ECLI:NL:RBMAA:2010:BM0381

Rechtbank Maastricht

Datum uitspraak
6 april 2010
Publicatiedatum
5 april 2013
Zaaknummer
03-700008-10
Instantie
Rechtbank Maastricht
Type
Uitspraak
Rechtsgebied
Strafrecht
Procedures
  • Eerste aanleg - meervoudig
Vindplaatsen
  • Rechtspraak.nl
AI samenvatting door LexboostAutomatisch gegenereerd

Vrijspraak voor verdachte in diefstal met bedreiging met geweld door gebrek aan bewijs

Op 6 april 2010 heeft de Rechtbank Maastricht uitspraak gedaan in een strafzaak tegen een verdachte die beschuldigd werd van medeplegen van diefstal met bedreiging met geweld. De rechtbank heeft de verdachte vrijgesproken van de onderdelen van de tenlastelegging die betrekking hebben op het gebruik van een schroevendraaier en het maken van stekende, slaande en trappende bewegingen. De rechtbank oordeelt dat er onvoldoende bewijs is om deze onderdelen te bewijzen, aangezien de verklaring van het slachtoffer niet voldoende steun vindt in ander bewijs. De verdachte heeft de overval gepleegd samen met mededaders, waarbij het slachtoffer onder druk werd gezet om sleutels af te geven. De rechtbank heeft vastgesteld dat de verdachte en zijn mededaders de overval hebben gepleegd uit financiële nood, maar dat dit geen rechtvaardiging biedt voor hun daden. De rechtbank heeft ook rekening gehouden met de persoonlijke omstandigheden van de verdachte, zoals zijn proceshouding en eerdere contacten met justitie. Uiteindelijk is de rechtbank van oordeel dat een aanzienlijke onvoorwaardelijke gevangenisstraf noodzakelijk is om de verdachte te laten inzien dat dergelijk gedrag niet wordt getolereerd in de samenleving. De rechtbank legt een gevangenisstraf op van 24 maanden, waarvan 6 maanden voorwaardelijk, met een proeftijd van 2 jaar en bijzondere voorwaarden voor reclassering.

Geselecteerde gegevens:
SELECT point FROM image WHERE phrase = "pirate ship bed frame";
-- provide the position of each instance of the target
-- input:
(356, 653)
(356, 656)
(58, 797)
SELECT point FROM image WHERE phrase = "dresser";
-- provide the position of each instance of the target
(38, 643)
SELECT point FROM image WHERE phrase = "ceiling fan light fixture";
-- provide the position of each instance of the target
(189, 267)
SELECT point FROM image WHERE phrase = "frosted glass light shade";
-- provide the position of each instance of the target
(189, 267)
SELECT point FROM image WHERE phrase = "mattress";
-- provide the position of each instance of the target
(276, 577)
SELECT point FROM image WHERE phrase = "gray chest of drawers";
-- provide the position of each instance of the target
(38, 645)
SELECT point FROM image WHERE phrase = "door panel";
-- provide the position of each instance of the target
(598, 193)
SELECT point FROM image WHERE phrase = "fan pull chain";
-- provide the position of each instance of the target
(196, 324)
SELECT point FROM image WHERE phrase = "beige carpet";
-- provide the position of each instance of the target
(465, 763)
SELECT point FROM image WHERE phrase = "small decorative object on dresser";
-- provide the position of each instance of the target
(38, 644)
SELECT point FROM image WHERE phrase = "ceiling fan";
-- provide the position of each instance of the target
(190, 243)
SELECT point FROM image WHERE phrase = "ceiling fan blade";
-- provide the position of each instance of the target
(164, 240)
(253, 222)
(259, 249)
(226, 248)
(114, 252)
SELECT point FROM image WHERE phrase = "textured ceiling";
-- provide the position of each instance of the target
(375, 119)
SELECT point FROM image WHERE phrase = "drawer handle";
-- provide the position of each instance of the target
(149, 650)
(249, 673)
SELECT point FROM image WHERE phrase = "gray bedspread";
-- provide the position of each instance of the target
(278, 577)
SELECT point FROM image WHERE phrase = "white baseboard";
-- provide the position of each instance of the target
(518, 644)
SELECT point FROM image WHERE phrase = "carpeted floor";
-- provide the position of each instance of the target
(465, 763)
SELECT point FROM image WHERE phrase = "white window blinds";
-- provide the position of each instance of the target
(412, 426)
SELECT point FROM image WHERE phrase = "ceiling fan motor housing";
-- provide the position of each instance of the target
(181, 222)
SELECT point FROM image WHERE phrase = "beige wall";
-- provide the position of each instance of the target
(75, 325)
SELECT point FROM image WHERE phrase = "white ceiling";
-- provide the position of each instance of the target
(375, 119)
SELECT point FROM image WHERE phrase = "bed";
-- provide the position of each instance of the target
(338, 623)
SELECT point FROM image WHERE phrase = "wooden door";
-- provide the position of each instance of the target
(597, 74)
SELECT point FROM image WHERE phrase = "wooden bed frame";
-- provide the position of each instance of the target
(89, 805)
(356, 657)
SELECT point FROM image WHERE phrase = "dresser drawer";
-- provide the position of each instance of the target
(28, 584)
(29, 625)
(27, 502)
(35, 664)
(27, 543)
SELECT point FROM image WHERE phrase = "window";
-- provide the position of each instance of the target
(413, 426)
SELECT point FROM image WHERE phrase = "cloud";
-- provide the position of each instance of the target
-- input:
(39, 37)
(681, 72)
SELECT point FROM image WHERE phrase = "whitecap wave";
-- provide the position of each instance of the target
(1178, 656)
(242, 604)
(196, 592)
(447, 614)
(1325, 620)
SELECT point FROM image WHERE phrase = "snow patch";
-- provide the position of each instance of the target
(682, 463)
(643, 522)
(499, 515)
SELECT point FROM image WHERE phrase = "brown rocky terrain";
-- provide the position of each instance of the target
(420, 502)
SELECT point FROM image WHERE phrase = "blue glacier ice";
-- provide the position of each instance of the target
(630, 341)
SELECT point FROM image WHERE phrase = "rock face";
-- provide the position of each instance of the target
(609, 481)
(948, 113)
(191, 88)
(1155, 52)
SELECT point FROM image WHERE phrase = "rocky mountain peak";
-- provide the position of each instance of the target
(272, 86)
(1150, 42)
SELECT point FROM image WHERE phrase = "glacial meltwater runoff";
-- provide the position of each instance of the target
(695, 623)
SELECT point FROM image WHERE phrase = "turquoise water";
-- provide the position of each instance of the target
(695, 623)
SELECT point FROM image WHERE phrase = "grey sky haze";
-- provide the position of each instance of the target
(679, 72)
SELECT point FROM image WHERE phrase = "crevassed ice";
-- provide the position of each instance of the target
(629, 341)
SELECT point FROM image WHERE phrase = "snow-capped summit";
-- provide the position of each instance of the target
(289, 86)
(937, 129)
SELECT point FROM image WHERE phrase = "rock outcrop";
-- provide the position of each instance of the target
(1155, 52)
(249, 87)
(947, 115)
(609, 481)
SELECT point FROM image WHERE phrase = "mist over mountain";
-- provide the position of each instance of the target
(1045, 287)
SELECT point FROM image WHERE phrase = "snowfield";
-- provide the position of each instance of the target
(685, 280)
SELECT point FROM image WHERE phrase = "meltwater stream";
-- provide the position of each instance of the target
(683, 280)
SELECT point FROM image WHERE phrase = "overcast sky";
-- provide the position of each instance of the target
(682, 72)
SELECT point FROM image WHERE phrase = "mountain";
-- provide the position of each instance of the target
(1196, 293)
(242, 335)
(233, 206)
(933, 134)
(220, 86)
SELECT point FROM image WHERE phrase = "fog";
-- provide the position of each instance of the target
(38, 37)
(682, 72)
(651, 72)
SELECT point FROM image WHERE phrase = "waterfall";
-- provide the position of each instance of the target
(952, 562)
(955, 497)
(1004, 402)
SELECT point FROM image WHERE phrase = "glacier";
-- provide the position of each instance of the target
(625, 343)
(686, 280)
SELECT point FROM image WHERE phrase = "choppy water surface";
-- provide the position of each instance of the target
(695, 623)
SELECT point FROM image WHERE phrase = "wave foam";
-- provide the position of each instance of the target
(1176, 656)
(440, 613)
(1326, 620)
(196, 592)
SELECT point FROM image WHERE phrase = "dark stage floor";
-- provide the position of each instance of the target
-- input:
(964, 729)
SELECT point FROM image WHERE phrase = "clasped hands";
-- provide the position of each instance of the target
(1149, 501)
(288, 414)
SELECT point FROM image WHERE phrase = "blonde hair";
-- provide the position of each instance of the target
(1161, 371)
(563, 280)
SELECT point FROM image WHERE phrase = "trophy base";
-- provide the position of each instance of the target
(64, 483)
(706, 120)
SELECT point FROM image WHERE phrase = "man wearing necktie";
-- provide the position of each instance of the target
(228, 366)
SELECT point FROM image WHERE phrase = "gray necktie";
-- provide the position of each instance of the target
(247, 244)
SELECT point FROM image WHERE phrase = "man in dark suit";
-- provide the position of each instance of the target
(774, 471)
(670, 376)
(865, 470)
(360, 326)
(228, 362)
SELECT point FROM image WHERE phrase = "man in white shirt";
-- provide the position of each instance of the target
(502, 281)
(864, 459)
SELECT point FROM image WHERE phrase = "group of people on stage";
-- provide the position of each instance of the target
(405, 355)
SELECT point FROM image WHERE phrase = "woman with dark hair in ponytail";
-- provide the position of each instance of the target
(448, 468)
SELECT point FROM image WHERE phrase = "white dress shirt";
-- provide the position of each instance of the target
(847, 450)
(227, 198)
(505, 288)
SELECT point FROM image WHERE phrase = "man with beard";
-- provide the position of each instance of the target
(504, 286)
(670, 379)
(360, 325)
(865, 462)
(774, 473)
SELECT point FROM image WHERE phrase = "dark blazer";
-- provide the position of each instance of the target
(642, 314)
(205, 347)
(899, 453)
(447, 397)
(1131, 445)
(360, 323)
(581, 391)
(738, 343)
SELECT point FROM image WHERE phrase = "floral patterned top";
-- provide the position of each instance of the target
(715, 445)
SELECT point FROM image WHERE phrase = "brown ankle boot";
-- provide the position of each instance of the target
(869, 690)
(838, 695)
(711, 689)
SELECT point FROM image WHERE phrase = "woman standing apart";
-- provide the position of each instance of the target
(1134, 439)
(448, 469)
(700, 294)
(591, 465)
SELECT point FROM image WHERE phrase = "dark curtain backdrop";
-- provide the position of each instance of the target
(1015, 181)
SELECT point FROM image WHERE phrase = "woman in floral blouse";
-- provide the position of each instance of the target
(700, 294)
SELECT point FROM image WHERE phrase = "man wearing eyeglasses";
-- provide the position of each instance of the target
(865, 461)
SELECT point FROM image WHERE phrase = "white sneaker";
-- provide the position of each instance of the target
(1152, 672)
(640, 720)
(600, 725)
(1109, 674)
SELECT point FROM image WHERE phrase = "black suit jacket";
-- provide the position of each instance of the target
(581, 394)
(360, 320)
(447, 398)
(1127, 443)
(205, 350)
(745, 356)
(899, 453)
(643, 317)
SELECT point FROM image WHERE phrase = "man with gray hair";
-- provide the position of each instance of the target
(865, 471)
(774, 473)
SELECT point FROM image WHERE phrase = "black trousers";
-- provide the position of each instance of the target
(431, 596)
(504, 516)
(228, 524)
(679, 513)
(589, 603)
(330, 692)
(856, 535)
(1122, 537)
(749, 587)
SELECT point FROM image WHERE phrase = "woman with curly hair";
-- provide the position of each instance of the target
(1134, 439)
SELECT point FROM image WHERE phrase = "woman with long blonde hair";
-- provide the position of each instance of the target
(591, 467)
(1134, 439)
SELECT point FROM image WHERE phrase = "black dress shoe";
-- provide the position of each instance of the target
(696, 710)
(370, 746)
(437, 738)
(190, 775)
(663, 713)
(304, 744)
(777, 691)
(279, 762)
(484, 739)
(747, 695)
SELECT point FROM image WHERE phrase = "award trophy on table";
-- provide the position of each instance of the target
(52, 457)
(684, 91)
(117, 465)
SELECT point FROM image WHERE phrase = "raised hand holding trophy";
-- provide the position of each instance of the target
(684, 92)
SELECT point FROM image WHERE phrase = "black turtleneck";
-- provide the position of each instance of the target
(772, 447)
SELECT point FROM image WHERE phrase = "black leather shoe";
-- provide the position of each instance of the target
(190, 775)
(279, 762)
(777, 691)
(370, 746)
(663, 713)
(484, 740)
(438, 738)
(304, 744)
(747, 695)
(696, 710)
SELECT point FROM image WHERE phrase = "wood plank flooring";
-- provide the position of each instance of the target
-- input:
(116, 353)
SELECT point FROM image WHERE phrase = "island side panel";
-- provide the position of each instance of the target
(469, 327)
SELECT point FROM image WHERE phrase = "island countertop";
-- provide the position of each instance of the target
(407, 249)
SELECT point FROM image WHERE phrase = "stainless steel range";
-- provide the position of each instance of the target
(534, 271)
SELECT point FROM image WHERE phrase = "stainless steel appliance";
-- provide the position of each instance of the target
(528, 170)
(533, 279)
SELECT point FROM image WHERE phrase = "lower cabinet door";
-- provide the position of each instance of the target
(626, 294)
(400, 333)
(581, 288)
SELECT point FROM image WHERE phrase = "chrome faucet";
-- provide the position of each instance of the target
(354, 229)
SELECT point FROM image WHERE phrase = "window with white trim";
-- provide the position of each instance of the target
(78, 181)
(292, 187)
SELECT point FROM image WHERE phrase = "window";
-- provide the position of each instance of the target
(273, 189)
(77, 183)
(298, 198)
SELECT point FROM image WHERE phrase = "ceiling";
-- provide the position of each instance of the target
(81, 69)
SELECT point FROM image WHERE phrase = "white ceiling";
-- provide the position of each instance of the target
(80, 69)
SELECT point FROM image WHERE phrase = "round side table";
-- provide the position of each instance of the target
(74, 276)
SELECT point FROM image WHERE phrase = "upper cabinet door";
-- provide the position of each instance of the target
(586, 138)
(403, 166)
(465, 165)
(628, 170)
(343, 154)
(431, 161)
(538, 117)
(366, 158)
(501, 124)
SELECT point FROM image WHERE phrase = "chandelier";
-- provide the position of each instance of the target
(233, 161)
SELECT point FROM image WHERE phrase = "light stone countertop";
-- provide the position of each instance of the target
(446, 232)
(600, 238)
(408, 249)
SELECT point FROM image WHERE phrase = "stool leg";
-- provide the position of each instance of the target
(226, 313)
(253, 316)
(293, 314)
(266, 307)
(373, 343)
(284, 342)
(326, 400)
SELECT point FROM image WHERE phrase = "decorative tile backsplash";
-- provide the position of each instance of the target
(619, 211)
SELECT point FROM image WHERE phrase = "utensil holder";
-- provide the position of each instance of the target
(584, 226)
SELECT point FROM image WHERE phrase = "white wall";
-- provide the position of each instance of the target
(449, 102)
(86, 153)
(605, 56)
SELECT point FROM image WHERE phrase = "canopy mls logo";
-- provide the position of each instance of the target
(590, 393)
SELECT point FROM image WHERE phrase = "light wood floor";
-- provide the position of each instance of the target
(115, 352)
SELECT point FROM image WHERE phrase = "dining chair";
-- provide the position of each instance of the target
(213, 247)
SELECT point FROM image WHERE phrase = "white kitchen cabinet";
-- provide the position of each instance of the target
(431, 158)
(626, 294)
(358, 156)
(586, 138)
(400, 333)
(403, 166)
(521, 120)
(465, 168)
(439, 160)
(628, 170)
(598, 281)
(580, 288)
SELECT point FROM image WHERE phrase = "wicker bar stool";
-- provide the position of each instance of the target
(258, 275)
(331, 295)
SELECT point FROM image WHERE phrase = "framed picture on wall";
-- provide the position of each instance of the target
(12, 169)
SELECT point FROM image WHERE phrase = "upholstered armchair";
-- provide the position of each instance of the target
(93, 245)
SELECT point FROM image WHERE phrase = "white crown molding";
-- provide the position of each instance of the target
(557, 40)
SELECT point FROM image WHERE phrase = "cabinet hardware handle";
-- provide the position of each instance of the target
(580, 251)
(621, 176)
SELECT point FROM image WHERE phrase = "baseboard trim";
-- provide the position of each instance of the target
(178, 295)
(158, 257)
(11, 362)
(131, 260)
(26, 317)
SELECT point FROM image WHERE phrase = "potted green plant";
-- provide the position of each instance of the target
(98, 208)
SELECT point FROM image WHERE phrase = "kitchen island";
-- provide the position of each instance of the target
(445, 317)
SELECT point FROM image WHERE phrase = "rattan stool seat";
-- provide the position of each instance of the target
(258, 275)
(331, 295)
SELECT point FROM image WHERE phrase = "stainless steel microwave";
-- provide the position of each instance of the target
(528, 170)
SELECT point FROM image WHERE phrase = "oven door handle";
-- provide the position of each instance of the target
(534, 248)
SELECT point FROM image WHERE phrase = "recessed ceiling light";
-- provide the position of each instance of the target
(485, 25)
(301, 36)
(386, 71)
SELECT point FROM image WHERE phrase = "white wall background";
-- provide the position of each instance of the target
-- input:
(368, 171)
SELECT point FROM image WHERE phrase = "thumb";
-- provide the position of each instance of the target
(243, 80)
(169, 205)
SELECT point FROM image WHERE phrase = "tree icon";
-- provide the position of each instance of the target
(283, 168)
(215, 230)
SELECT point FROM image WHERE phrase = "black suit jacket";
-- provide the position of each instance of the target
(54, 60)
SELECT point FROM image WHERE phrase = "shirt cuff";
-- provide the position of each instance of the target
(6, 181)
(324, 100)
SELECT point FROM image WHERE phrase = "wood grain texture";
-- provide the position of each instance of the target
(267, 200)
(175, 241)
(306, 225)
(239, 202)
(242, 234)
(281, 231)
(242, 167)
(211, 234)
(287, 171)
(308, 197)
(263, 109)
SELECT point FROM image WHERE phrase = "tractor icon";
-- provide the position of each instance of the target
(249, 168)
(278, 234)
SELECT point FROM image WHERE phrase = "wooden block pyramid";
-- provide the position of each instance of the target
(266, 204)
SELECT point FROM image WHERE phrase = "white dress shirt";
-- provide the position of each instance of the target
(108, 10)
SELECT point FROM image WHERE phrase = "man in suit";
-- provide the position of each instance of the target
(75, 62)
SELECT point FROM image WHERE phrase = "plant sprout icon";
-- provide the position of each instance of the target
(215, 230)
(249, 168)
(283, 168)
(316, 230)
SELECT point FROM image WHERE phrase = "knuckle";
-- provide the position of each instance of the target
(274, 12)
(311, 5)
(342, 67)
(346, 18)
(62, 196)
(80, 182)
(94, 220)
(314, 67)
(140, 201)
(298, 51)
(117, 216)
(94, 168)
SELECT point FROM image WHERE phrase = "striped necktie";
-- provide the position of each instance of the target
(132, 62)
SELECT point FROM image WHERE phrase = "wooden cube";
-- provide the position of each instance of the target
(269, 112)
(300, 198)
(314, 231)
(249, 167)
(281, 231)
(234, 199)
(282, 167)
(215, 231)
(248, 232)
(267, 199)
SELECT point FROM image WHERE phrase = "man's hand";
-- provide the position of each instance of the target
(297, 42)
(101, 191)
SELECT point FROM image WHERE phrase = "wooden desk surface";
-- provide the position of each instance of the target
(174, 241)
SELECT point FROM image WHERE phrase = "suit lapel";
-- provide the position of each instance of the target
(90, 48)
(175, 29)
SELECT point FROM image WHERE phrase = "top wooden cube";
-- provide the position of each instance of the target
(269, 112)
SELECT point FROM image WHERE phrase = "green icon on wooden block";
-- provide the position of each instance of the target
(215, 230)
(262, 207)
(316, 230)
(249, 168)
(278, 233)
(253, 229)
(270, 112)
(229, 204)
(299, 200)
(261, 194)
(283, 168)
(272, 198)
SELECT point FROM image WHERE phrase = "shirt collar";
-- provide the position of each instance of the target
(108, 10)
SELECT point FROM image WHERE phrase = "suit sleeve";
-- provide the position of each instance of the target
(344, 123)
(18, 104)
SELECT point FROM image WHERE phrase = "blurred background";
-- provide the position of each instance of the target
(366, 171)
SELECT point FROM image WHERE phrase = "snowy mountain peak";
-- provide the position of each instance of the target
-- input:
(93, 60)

Taakdoel:
Welke veldnamen, elk met een waarde eronder, staan in het documentfragment tussen de kop "Rechtbank Maastricht" en de automatisch gegenereerde samenvatting? Noem ze allemaal.

Uitkomst oefening:
- Datum uitspraak
- Publicatiedatum
- Zaaknummer
- Instantie
- Type
- Rechtsgebied
- Procedures
- Vindplaatsen